- **YOUR TASK**: Reproduce the records below in full and exactly, without their images.

- **Location annotation dataset excerpts**:
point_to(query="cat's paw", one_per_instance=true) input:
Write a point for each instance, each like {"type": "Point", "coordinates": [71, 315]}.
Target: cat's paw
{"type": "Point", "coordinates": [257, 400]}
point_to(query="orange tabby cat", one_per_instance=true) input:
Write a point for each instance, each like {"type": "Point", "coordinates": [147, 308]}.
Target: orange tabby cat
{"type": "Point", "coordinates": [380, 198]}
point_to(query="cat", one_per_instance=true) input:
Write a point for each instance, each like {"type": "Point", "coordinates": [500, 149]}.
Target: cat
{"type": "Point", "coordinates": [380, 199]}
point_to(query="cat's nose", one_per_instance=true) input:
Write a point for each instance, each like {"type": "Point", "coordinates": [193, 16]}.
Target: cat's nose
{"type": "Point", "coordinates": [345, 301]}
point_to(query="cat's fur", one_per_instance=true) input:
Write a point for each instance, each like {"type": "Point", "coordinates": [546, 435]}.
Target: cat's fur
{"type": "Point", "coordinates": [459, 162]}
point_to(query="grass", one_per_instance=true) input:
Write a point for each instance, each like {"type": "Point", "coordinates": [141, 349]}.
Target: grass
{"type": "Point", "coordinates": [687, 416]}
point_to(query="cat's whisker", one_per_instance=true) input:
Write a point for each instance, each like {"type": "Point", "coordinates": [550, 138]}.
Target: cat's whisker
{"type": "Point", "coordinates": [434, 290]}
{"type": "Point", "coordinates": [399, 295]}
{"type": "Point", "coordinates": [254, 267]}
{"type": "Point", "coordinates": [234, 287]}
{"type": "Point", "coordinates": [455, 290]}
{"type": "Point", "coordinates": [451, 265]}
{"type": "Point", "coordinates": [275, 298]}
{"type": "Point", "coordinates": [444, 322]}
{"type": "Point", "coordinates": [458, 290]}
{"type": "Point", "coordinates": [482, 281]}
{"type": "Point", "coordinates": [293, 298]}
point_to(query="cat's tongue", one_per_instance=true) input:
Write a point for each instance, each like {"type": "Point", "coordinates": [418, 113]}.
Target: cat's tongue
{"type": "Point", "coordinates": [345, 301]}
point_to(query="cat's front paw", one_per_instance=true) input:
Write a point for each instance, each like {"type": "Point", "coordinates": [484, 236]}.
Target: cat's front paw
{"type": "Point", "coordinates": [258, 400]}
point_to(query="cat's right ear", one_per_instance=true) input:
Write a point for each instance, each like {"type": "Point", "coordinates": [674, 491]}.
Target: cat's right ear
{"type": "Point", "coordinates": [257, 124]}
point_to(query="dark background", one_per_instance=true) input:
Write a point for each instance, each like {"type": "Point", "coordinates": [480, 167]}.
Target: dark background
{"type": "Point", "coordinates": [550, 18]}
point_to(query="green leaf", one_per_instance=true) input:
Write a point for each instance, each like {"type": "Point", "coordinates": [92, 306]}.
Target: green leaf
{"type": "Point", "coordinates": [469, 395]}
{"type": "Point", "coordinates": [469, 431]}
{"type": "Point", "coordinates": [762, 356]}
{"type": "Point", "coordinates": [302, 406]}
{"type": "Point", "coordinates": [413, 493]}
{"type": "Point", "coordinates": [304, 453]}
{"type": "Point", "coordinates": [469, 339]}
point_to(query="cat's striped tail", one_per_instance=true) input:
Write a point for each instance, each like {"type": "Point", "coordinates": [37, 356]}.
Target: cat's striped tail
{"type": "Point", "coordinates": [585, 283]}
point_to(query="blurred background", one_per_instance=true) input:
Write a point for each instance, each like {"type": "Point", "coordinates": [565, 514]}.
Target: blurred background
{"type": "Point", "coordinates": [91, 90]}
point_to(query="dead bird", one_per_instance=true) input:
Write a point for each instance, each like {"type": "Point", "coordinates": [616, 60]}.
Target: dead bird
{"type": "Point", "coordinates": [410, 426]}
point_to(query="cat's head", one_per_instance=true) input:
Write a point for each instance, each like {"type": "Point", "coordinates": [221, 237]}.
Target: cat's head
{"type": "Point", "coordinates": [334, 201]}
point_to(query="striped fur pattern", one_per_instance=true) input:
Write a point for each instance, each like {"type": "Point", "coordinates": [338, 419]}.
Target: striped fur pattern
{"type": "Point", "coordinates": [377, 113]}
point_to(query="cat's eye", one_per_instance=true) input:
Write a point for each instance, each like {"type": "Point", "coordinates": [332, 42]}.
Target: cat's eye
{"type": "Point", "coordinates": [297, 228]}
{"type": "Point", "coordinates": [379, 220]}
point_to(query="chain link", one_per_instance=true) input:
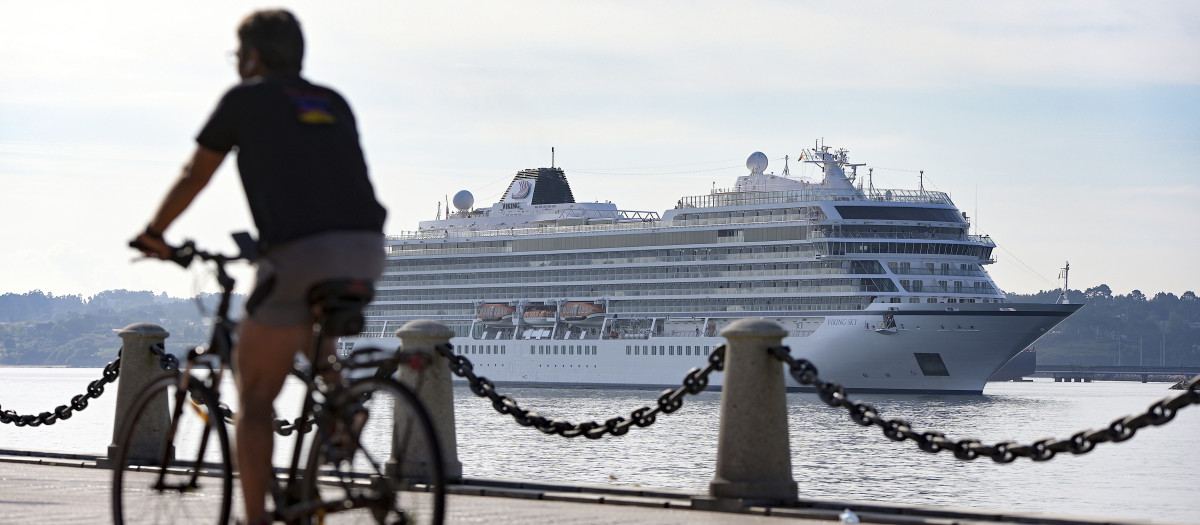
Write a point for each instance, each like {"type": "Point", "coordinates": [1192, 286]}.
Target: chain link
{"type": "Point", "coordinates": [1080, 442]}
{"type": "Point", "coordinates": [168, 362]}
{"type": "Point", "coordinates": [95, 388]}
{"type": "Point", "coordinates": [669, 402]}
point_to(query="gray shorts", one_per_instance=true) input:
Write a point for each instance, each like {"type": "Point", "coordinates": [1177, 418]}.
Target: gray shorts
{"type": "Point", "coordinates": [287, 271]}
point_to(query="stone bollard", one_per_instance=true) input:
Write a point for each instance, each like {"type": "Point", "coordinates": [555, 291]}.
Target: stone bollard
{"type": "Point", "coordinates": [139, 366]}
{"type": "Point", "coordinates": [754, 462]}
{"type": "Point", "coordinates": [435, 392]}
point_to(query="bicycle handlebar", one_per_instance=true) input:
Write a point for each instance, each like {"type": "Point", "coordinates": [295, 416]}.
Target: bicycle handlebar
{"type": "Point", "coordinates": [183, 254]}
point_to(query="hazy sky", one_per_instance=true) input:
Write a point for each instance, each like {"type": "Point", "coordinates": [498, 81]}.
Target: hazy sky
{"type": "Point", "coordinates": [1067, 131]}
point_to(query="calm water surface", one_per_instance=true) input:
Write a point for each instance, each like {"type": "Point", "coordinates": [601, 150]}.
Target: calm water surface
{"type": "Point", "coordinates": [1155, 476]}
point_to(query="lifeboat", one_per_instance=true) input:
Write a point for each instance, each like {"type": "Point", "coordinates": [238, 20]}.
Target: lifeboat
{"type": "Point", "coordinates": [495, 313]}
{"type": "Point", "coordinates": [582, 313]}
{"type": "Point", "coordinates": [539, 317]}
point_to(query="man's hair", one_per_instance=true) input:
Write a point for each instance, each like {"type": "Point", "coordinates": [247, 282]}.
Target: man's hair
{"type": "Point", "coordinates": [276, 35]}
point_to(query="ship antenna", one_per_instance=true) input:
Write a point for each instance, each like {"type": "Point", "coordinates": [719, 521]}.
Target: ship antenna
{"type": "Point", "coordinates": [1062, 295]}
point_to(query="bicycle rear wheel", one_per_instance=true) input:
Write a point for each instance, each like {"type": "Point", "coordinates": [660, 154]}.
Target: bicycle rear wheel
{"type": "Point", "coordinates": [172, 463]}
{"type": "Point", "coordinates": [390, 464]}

- **EXERCISE RESULT**:
point_to(query="cat's paw", one_per_instance=true) input:
Write a point for each instance, each like {"type": "Point", "coordinates": [71, 315]}.
Target: cat's paw
{"type": "Point", "coordinates": [257, 400]}
point_to(query="orange tabby cat", one_per_instance=true) input:
Write a point for each instance, each like {"type": "Point", "coordinates": [147, 308]}.
Target: orange tabby cat
{"type": "Point", "coordinates": [380, 198]}
point_to(query="cat", one_per_instance=true) input:
Write a point for each instance, each like {"type": "Point", "coordinates": [500, 149]}.
Target: cat
{"type": "Point", "coordinates": [380, 199]}
point_to(query="cat's nose", one_per_instance=true) input:
Write a point for each instance, each like {"type": "Point", "coordinates": [193, 16]}.
Target: cat's nose
{"type": "Point", "coordinates": [345, 301]}
point_to(query="cat's fur", one_per_instance=true) input:
Write a point for each instance, each like {"type": "Point", "coordinates": [546, 435]}.
Target: cat's fur
{"type": "Point", "coordinates": [459, 162]}
point_to(query="grass", one_per_instance=true) input:
Write a point for each instance, each like {"type": "Point", "coordinates": [141, 349]}.
Target: grass
{"type": "Point", "coordinates": [687, 416]}
point_to(query="cat's whisker", one_per_instance=true) input:
Write a point for each instance, each like {"type": "Point", "coordinates": [550, 138]}.
Target: cat's whisker
{"type": "Point", "coordinates": [434, 290]}
{"type": "Point", "coordinates": [399, 295]}
{"type": "Point", "coordinates": [254, 267]}
{"type": "Point", "coordinates": [234, 287]}
{"type": "Point", "coordinates": [455, 290]}
{"type": "Point", "coordinates": [451, 265]}
{"type": "Point", "coordinates": [275, 298]}
{"type": "Point", "coordinates": [444, 322]}
{"type": "Point", "coordinates": [458, 290]}
{"type": "Point", "coordinates": [482, 281]}
{"type": "Point", "coordinates": [293, 298]}
point_to(query="cat's tongue", one_per_instance=true) input:
Write a point for each instance, each like {"type": "Point", "coordinates": [418, 113]}.
Target: cat's tongue
{"type": "Point", "coordinates": [345, 301]}
point_to(query="cat's front paw", one_per_instance=true) input:
Write a point for each instance, each like {"type": "Point", "coordinates": [484, 236]}.
Target: cat's front paw
{"type": "Point", "coordinates": [258, 400]}
point_to(query="cat's right ear", one_per_instance=true) input:
Write a point for each instance, each like {"type": "Point", "coordinates": [674, 491]}.
Target: cat's right ear
{"type": "Point", "coordinates": [257, 124]}
point_to(query="dark background", one_per_instance=true) input:
Write a point for each instance, each like {"type": "Point", "coordinates": [480, 167]}.
Target: dark background
{"type": "Point", "coordinates": [550, 18]}
point_to(query="green leaf", one_per_instance=true) input:
Write a point for each instance, each like {"type": "Point", "coordinates": [92, 306]}.
Target: green leaf
{"type": "Point", "coordinates": [469, 395]}
{"type": "Point", "coordinates": [469, 431]}
{"type": "Point", "coordinates": [762, 356]}
{"type": "Point", "coordinates": [302, 406]}
{"type": "Point", "coordinates": [413, 493]}
{"type": "Point", "coordinates": [304, 453]}
{"type": "Point", "coordinates": [469, 339]}
point_to(query="cat's striped tail", one_per_instance=true) input:
Write a point for each instance, each like {"type": "Point", "coordinates": [37, 356]}.
Target: cat's striped tail
{"type": "Point", "coordinates": [585, 283]}
point_to(query="blurred background", one_per_instance=true) input:
Write a point for each instance, each like {"type": "Point", "coordinates": [565, 514]}.
Target: blurred background
{"type": "Point", "coordinates": [91, 90]}
point_to(query="dead bird", one_per_instance=true) input:
Write a point for each instance, each like {"type": "Point", "coordinates": [616, 60]}.
Target: dead bird
{"type": "Point", "coordinates": [410, 426]}
point_to(query="cat's head", one_per_instance=true) input:
Write a point for each instance, each like {"type": "Point", "coordinates": [221, 237]}.
Target: cat's head
{"type": "Point", "coordinates": [334, 201]}
point_to(query="striped fur pattern", one_per_instance=true) input:
Write a point for each instance, each like {"type": "Point", "coordinates": [338, 419]}.
Target: striped fur pattern
{"type": "Point", "coordinates": [377, 113]}
point_to(query="cat's eye", one_per_instance=true) input:
Write a point for each instance, each like {"type": "Point", "coordinates": [332, 42]}.
Target: cat's eye
{"type": "Point", "coordinates": [297, 228]}
{"type": "Point", "coordinates": [379, 220]}
point_to(query="chain link", one_per_instance=true) input:
Write a point for each instance, each like {"type": "Point", "coordinates": [1192, 286]}.
Target: chain link
{"type": "Point", "coordinates": [1080, 442]}
{"type": "Point", "coordinates": [168, 362]}
{"type": "Point", "coordinates": [95, 388]}
{"type": "Point", "coordinates": [669, 402]}
point_to(query="gray shorts", one_per_instance=true) input:
Write a point for each instance, each like {"type": "Point", "coordinates": [1177, 418]}.
Target: gray shorts
{"type": "Point", "coordinates": [287, 271]}
point_to(query="stone bollard", one_per_instance=true) input:
Write a point for each instance, each like {"type": "Point", "coordinates": [555, 291]}.
Target: stone bollard
{"type": "Point", "coordinates": [139, 366]}
{"type": "Point", "coordinates": [754, 462]}
{"type": "Point", "coordinates": [435, 392]}
point_to(query="bicycle handlebar", one_per_instance=true) input:
Write a point for each instance, each like {"type": "Point", "coordinates": [295, 416]}.
Target: bicycle handlebar
{"type": "Point", "coordinates": [183, 254]}
point_to(query="hazy sky", one_per_instance=true) input:
Write a point for each instance, each like {"type": "Point", "coordinates": [498, 81]}.
Target: hazy sky
{"type": "Point", "coordinates": [1067, 131]}
point_to(query="calm water surface", one_per_instance=true) input:
Write a point for each instance, each like {"type": "Point", "coordinates": [601, 150]}.
Target: calm water surface
{"type": "Point", "coordinates": [1155, 476]}
point_to(query="lifeboat", one_per_instance=true) input:
Write a point for each instance, each like {"type": "Point", "coordinates": [238, 20]}.
Target: lifeboat
{"type": "Point", "coordinates": [495, 313]}
{"type": "Point", "coordinates": [582, 313]}
{"type": "Point", "coordinates": [539, 317]}
point_to(query="man's hair", one_per_instance=true) input:
Write a point for each instance, each like {"type": "Point", "coordinates": [247, 282]}.
Target: man's hair
{"type": "Point", "coordinates": [276, 35]}
point_to(query="ship antenna", one_per_instance=true) input:
Write a point for each instance, each like {"type": "Point", "coordinates": [719, 521]}.
Target: ship antenna
{"type": "Point", "coordinates": [1062, 295]}
point_to(query="bicycle rear wheel", one_per_instance=true) input:
Write a point for each instance, each like {"type": "Point", "coordinates": [660, 154]}.
Target: bicycle rear wheel
{"type": "Point", "coordinates": [172, 463]}
{"type": "Point", "coordinates": [390, 464]}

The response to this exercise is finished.